━━━━━ SOURCE MATERIAL
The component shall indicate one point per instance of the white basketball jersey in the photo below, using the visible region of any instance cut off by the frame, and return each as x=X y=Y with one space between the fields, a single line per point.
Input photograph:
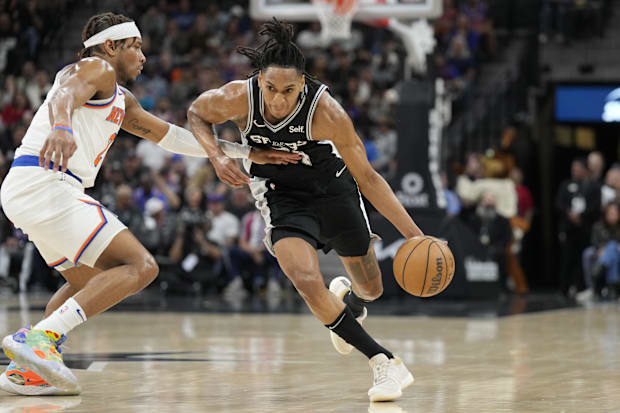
x=94 y=125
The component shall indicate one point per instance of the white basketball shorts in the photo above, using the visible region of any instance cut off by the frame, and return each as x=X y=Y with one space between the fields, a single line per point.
x=68 y=227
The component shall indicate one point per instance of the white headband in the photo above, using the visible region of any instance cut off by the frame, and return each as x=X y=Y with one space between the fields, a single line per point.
x=116 y=32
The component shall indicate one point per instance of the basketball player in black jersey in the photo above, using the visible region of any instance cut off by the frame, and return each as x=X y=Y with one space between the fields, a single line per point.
x=315 y=203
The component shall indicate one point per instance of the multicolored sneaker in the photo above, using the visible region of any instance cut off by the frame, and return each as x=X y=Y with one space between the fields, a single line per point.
x=340 y=286
x=19 y=380
x=38 y=350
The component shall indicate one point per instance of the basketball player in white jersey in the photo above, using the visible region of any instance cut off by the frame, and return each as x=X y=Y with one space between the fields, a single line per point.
x=43 y=194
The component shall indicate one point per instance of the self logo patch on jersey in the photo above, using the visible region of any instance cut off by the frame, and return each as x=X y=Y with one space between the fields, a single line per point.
x=116 y=115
━━━━━━━━━━
**WHAT TO WORK ON**
Go through the entries above and print each one exactly, minus the pictures.

**YOUR SOLUTION**
The component shall indicate one point per instance of the white basketball jersey in the photo below, using the visible region of any instance cut off by the frame, and return each as x=X y=Y with one space between the fields, a single line per point.
Input photograph:
x=94 y=125
The component shall indicate one point per instance of the white basketball shorts in the photo above, using the visible region of any instance cut off by the frame, and return each as x=X y=Y with one space between the fields, a single line per point.
x=68 y=227
The component shall indicate one point per instance of the white headband in the photo above, using the visible region of any instance cut off by the frame, and return each as x=X y=Y with one space between the fields, a single line per point.
x=116 y=32
The component shall indicate one point per instance of the basketball player in black jersey in the photo above, using the visible region of any instance cut off by the frame, and return each as x=X y=Y with one space between the fields, a single line per point.
x=315 y=203
The component shall indicate one point per instance of the multicolored sneaker in the photo above, using the visible region of any instance cut off by the frame, and return each as x=X y=Y with one space between the fields, a single line per point.
x=340 y=286
x=19 y=380
x=38 y=350
The component shall indicate one point per instance of the basketball player in white jersey in the photo above, using the visible region of any instance cut off by the frame, and return each as x=X y=Y with one space between the fields, a single line per point.
x=43 y=194
The component shall indicate one point per instance of the self logo patch on jersey in the photo above, using the visible region of any instance cut off by the frame, and return each as x=X y=Y with one space between the fields, a single line per point.
x=116 y=115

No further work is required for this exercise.